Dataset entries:
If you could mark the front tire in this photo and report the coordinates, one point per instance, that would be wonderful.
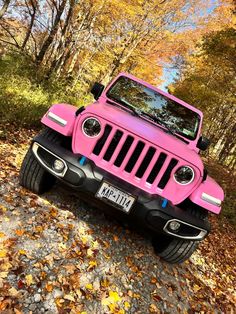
(176, 250)
(32, 175)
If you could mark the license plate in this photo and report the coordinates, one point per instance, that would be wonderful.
(120, 199)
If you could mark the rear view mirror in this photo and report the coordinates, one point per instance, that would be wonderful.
(97, 90)
(203, 143)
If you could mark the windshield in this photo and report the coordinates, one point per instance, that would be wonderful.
(173, 115)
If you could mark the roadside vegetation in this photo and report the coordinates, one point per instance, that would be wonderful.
(52, 51)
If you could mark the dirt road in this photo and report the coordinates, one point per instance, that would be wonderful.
(58, 254)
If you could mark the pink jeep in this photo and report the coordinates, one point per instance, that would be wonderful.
(136, 148)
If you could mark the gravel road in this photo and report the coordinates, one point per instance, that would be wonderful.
(59, 254)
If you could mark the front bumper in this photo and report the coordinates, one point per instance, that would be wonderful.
(149, 211)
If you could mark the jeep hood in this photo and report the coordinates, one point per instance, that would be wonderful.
(146, 130)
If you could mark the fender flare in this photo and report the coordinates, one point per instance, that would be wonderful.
(211, 188)
(61, 118)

#### Exercise
Leave out the images and repeat the rest of the data word for word.

#### The completed task
If you could mark the front tire in this photo and report the coordinates, one point per instance, that would be wonderful.
(176, 250)
(32, 175)
If you could mark the license plate in this photo and report the coordinates, one point per instance, that would be wonderful.
(120, 199)
If you could mark the rear view mirror in this photo and report the coordinates, one point per instance, that would be wonderful.
(97, 90)
(203, 143)
If you could mark the windshield in this photo and report the coordinates, one point per instance, that would be wonderful.
(173, 115)
If you could mark the roadside vegetation in this photo and report the coordinates, one point per instance, that would be wonderful.
(52, 51)
If you could mark the dirt road in this photo and report the coordinates, one point per instance, that would be wonderful.
(58, 254)
If you could mark the pink jeep in this photo and report the coordinates, one point per instance, that would be wonderful.
(136, 148)
If you could mark the gravel road in this photo and report the coordinates, one point per instance, that would be wonderful.
(59, 254)
If you could mark the front bumper in this photo and report the coordinates, one point per instance, that would be wonderful.
(149, 211)
If you could mark the jeep hood in this photo and report the coordinates, one point per instance, that would be wonderful.
(146, 130)
If you could mark the fender flare in this photo and report the coordinates, one point per instance, that would be wonderful.
(211, 188)
(61, 118)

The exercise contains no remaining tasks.